Task statement:
Transcribe every one of the entries below line for line, leaving the pictures out of your transcription.

(Named-object pointing entries)
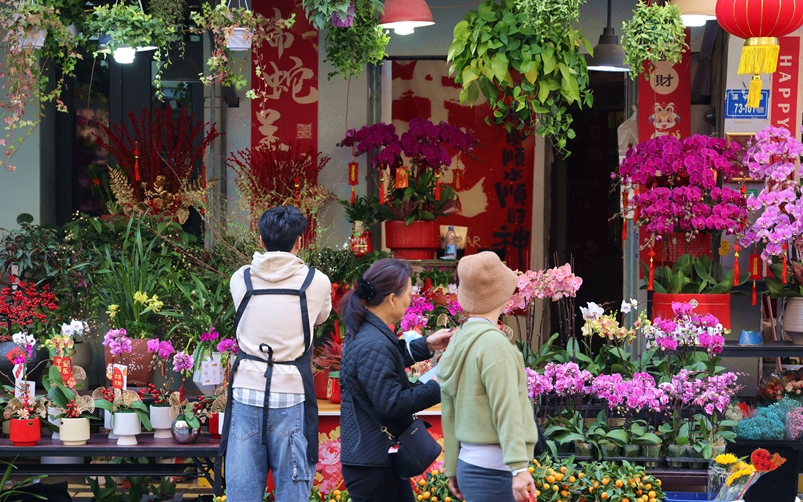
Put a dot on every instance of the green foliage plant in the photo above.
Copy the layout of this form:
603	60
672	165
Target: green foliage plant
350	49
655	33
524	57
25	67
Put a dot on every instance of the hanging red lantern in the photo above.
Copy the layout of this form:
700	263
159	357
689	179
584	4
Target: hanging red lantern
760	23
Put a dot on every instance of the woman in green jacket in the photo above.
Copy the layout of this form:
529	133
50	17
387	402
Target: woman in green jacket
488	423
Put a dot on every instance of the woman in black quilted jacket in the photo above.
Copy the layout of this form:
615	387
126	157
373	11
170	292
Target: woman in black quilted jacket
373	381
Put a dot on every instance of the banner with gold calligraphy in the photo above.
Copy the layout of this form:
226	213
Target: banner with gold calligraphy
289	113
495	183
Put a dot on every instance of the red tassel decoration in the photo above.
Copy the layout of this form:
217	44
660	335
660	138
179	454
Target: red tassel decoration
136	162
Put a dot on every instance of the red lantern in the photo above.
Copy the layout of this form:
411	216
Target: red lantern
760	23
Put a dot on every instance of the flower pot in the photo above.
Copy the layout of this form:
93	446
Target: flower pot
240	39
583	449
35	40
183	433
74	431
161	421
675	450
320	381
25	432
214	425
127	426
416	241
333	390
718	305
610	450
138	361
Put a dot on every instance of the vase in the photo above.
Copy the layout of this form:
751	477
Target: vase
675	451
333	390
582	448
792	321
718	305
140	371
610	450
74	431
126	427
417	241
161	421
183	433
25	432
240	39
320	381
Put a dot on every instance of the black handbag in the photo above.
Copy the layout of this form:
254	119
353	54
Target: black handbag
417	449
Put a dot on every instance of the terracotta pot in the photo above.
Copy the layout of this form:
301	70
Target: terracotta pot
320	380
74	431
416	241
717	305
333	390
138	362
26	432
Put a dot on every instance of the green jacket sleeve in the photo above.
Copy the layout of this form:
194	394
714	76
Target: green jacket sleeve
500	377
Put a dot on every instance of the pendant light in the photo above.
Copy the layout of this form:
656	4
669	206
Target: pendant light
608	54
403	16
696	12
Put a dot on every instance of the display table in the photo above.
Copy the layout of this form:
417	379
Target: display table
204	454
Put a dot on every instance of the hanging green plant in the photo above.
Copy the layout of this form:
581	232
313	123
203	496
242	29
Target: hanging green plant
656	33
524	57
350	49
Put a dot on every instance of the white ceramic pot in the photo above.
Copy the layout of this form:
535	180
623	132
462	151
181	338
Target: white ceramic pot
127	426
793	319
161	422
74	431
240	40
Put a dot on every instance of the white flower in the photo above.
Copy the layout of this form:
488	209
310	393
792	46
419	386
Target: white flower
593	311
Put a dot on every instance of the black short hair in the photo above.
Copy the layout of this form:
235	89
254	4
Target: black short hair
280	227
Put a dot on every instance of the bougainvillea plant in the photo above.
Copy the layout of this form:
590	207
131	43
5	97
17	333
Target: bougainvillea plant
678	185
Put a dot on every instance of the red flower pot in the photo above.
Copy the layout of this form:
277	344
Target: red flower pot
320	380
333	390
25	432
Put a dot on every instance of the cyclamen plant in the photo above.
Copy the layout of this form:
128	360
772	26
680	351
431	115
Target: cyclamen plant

Answer:
Put a dot on every instance of the green foliage plant in the photo above.
Copy the layout of this form:
603	60
672	165
Target: green foliage plant
350	49
655	33
524	57
25	67
Put a dot on every instance of the hanging red lantern in the photo above.
Copy the layout of this form:
700	263
159	357
689	179
584	4
Target: hanging red lantern
760	23
Put a dot on every instance of the woman in green jacket in the photo above.
Copy the layout of this form:
529	133
50	17
387	402
Target: woman in green jacket
488	423
Put a dot on every instance of the woman in black quilted jacket in the photo above.
Copy the layout of this form:
615	387
126	157
373	11
170	292
Target: woman in black quilted jacket
373	381
Put a dot on every instance of the banner with gold calligraphy in the photo above.
Copy the layout of this form:
226	213
Target: banner with gold calligraphy
289	113
495	183
Put a dot on every instance of the red tassel decoration in the photo above.
Copy the layout of this form:
217	44
660	335
660	138
179	454
Target: red tassel decoration
136	162
Put a dot on every instance of the red lantern in the photo above.
Copy the layout of this form:
411	216
Target: red lantern
760	23
Put a dot on every instance of the flower pot in the photo above.
Copy the layout of this form:
93	446
Target: flower pot
240	39
583	449
35	40
183	433
74	431
161	421
675	450
320	381
25	432
214	425
127	426
416	241
333	390
718	305
610	450
138	361
Put a dot on every instance of the vase in the photo above.
Copy the layout of this form:
751	477
Target: vase
675	451
333	390
582	448
792	321
718	305
140	371
610	450
74	431
126	427
417	241
161	421
183	433
25	432
240	39
320	381
Put a dot on every instance of the black handbag in the photo above.
Copy the layout of this form:
254	119
353	54
Target: black handbag
417	449
Put a dot on every instance of the terracotta pot in the photo above.
Copy the layout of this form:
301	70
Target: terracotta pot
320	380
74	431
416	241
717	305
333	390
138	362
26	432
Put a dot on every instance of the green jacket sleeve in the photo above.
Copy the layout of this form:
194	394
714	76
Target: green jacket sleeve
500	377
Put a dot on every instance of the pendant light in the photo above.
Copy the layout of this form:
656	4
669	206
Target: pendant light
608	54
403	16
696	12
Put a dot on every instance of the display table in the photo above.
Copy the layout of this form:
417	379
Target: display table
204	454
Put a dot on every instance of the hanging green plant in the photo above.
Copy the layout of this form:
581	232
313	123
203	496
242	29
Target: hanging green plant
656	33
524	57
350	49
Put a dot on every instance of the white ceramic pot in the photo above.
Copy the layout of this form:
535	180
623	132
462	151
181	338
Target: white ceramic pot
127	426
793	319
161	422
74	431
240	40
Put a dot on every instance of the white flower in the photo above.
Copy the layout of this form:
488	209
310	393
792	46
419	386
Target: white flower
593	311
Put a dot on every instance of the black short hair in the photo above.
Copy the layout of this form:
235	89
254	4
Target: black short hair
280	227
Put a dot on every instance of the bougainvillea plant in the photo above.
Copy the layout of this form:
590	207
131	43
5	97
17	333
Target: bougainvillea plant
678	185
Put a dot on every instance of the red flower pot in the photo above.
Copy the layout of this form:
277	344
Target: red flower pot
320	380
333	390
25	432
Put a dot on every instance of the cyclamen plant in the photo above.
Copy the layout of this form:
128	360
772	26
680	351
431	115
Target: cyclamen plant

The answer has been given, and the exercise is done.